--- INPUT MATERIAL ---
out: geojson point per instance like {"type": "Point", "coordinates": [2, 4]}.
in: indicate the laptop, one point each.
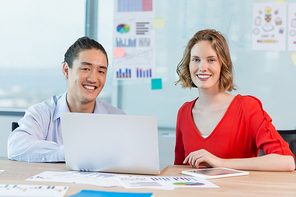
{"type": "Point", "coordinates": [110, 143]}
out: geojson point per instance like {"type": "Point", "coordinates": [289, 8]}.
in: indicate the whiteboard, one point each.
{"type": "Point", "coordinates": [267, 75]}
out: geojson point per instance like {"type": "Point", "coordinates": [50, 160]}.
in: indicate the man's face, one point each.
{"type": "Point", "coordinates": [87, 76]}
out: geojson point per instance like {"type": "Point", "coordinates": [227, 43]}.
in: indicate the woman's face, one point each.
{"type": "Point", "coordinates": [204, 66]}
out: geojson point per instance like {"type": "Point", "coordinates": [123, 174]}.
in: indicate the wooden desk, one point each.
{"type": "Point", "coordinates": [255, 184]}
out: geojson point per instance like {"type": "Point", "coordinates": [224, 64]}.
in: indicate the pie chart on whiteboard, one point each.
{"type": "Point", "coordinates": [123, 28]}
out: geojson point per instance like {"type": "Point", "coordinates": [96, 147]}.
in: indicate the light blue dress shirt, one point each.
{"type": "Point", "coordinates": [38, 137]}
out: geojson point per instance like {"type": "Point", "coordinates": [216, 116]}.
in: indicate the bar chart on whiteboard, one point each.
{"type": "Point", "coordinates": [134, 38]}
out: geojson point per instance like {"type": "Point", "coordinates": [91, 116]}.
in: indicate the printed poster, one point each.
{"type": "Point", "coordinates": [134, 47]}
{"type": "Point", "coordinates": [269, 26]}
{"type": "Point", "coordinates": [292, 26]}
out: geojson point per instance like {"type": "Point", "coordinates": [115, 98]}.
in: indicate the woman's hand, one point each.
{"type": "Point", "coordinates": [204, 158]}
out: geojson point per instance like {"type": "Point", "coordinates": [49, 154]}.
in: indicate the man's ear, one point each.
{"type": "Point", "coordinates": [66, 70]}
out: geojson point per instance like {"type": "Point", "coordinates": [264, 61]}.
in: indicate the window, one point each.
{"type": "Point", "coordinates": [34, 37]}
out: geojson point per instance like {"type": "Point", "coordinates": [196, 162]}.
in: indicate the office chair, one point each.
{"type": "Point", "coordinates": [290, 137]}
{"type": "Point", "coordinates": [14, 125]}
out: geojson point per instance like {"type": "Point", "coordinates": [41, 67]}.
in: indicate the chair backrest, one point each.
{"type": "Point", "coordinates": [14, 125]}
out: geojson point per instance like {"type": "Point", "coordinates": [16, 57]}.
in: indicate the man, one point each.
{"type": "Point", "coordinates": [38, 137]}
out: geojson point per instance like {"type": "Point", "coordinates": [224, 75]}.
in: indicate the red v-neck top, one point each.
{"type": "Point", "coordinates": [243, 130]}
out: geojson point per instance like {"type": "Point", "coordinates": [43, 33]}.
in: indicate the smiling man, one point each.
{"type": "Point", "coordinates": [38, 137]}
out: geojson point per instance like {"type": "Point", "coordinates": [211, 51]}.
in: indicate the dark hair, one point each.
{"type": "Point", "coordinates": [219, 44]}
{"type": "Point", "coordinates": [83, 43]}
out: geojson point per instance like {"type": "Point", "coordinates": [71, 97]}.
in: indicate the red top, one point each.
{"type": "Point", "coordinates": [243, 130]}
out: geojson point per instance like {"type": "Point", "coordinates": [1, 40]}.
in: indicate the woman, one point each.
{"type": "Point", "coordinates": [218, 129]}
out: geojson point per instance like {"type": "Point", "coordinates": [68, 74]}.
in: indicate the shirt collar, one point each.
{"type": "Point", "coordinates": [61, 107]}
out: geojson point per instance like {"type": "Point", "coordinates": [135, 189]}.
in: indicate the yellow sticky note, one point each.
{"type": "Point", "coordinates": [293, 56]}
{"type": "Point", "coordinates": [280, 1]}
{"type": "Point", "coordinates": [158, 23]}
{"type": "Point", "coordinates": [119, 52]}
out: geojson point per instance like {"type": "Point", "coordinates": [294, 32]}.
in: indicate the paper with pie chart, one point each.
{"type": "Point", "coordinates": [133, 36]}
{"type": "Point", "coordinates": [269, 26]}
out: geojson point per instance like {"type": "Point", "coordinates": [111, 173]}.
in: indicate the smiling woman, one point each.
{"type": "Point", "coordinates": [218, 129]}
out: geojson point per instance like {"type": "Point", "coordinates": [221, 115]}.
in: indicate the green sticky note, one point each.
{"type": "Point", "coordinates": [156, 84]}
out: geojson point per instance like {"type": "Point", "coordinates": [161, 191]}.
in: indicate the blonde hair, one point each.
{"type": "Point", "coordinates": [219, 44]}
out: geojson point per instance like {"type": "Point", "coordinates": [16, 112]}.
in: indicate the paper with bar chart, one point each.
{"type": "Point", "coordinates": [134, 33]}
{"type": "Point", "coordinates": [269, 26]}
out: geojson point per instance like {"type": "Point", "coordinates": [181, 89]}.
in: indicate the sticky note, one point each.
---
__ACTION ITEM__:
From the first line to the last, retype the data exactly, but omit every image.

__OUTPUT__:
out: geojson point per instance like {"type": "Point", "coordinates": [2, 4]}.
in: indicate the laptop, one point each.
{"type": "Point", "coordinates": [110, 143]}
out: geojson point per instance like {"type": "Point", "coordinates": [289, 8]}.
in: indicate the whiteboard, one point each.
{"type": "Point", "coordinates": [267, 75]}
out: geojson point per instance like {"type": "Point", "coordinates": [50, 160]}.
in: indicate the man's face, one point each.
{"type": "Point", "coordinates": [87, 76]}
out: geojson point per instance like {"type": "Point", "coordinates": [227, 43]}.
in: indicate the woman's face, one point each.
{"type": "Point", "coordinates": [204, 66]}
out: geojson point per instance like {"type": "Point", "coordinates": [123, 174]}.
in: indicate the wooden desk, one point each.
{"type": "Point", "coordinates": [255, 184]}
out: geojson point per instance like {"type": "Point", "coordinates": [224, 64]}.
in: indicate the pie chart on whiteboard, one point each.
{"type": "Point", "coordinates": [123, 28]}
out: geojson point per instance like {"type": "Point", "coordinates": [96, 147]}.
in: indicate the light blue dress shirt, one point each.
{"type": "Point", "coordinates": [38, 137]}
out: geojson point per instance like {"type": "Point", "coordinates": [216, 116]}.
in: indicate the bar chart on whiteboard, one point each.
{"type": "Point", "coordinates": [134, 38]}
out: geojson point per instance like {"type": "Point", "coordinates": [91, 116]}.
in: indicate the printed poster, one point each.
{"type": "Point", "coordinates": [134, 47]}
{"type": "Point", "coordinates": [269, 26]}
{"type": "Point", "coordinates": [292, 26]}
out: geojson point per instance like {"type": "Point", "coordinates": [115, 98]}.
in: indicate the woman's hand, one point each.
{"type": "Point", "coordinates": [204, 158]}
out: geojson point per instance like {"type": "Point", "coordinates": [49, 154]}.
in: indicate the man's ear, one point each.
{"type": "Point", "coordinates": [66, 70]}
out: geojson point per instance like {"type": "Point", "coordinates": [264, 61]}.
in: indicate the window, one point each.
{"type": "Point", "coordinates": [34, 37]}
out: geojson point per instance like {"type": "Point", "coordinates": [196, 162]}.
in: indicate the office chair, one point each.
{"type": "Point", "coordinates": [290, 137]}
{"type": "Point", "coordinates": [14, 125]}
out: geojson point per instance like {"type": "Point", "coordinates": [41, 67]}.
in: indicate the chair backrest, one point each.
{"type": "Point", "coordinates": [14, 125]}
out: geojson point per instance like {"type": "Point", "coordinates": [16, 57]}.
in: indicate the man, one point each.
{"type": "Point", "coordinates": [38, 137]}
out: geojson point per instance like {"type": "Point", "coordinates": [224, 75]}.
in: indicate the red v-neck top, one point each.
{"type": "Point", "coordinates": [243, 130]}
out: geojson point per instance like {"type": "Point", "coordinates": [43, 33]}.
in: indicate the smiling man, one point each.
{"type": "Point", "coordinates": [38, 137]}
out: geojson point per instance like {"type": "Point", "coordinates": [211, 51]}.
in: indicate the dark hair, one point each.
{"type": "Point", "coordinates": [219, 44]}
{"type": "Point", "coordinates": [83, 43]}
out: geojson point per instance like {"type": "Point", "coordinates": [71, 97]}.
in: indicate the red top, one point each.
{"type": "Point", "coordinates": [243, 130]}
out: geojson point per instance like {"type": "Point", "coordinates": [1, 40]}.
in: indicate the woman, one point each.
{"type": "Point", "coordinates": [218, 129]}
out: geojson point per instance like {"type": "Point", "coordinates": [68, 74]}.
in: indicate the shirt collar, one point each.
{"type": "Point", "coordinates": [61, 107]}
out: geojson point per instance like {"type": "Point", "coordinates": [135, 189]}.
in: indicate the yellow sticky note, one point each.
{"type": "Point", "coordinates": [293, 56]}
{"type": "Point", "coordinates": [280, 1]}
{"type": "Point", "coordinates": [158, 23]}
{"type": "Point", "coordinates": [119, 52]}
out: geojson point per instance like {"type": "Point", "coordinates": [294, 32]}.
in: indicate the paper with pie chart, one point each.
{"type": "Point", "coordinates": [133, 36]}
{"type": "Point", "coordinates": [269, 26]}
out: geojson point per instance like {"type": "Point", "coordinates": [111, 173]}.
in: indicate the smiling woman, one point each.
{"type": "Point", "coordinates": [218, 129]}
out: geojson point per instance like {"type": "Point", "coordinates": [221, 115]}.
in: indicate the green sticky note, one point each.
{"type": "Point", "coordinates": [156, 84]}
out: geojson point per instance like {"type": "Point", "coordinates": [161, 191]}.
in: indicate the blonde hair, one point each.
{"type": "Point", "coordinates": [219, 44]}
out: geojson point per instance like {"type": "Point", "coordinates": [16, 112]}.
in: indicate the paper with bar chart, one point each.
{"type": "Point", "coordinates": [134, 33]}
{"type": "Point", "coordinates": [269, 26]}
out: geojson point per instance like {"type": "Point", "coordinates": [181, 89]}.
in: indicate the sticky note, one point each.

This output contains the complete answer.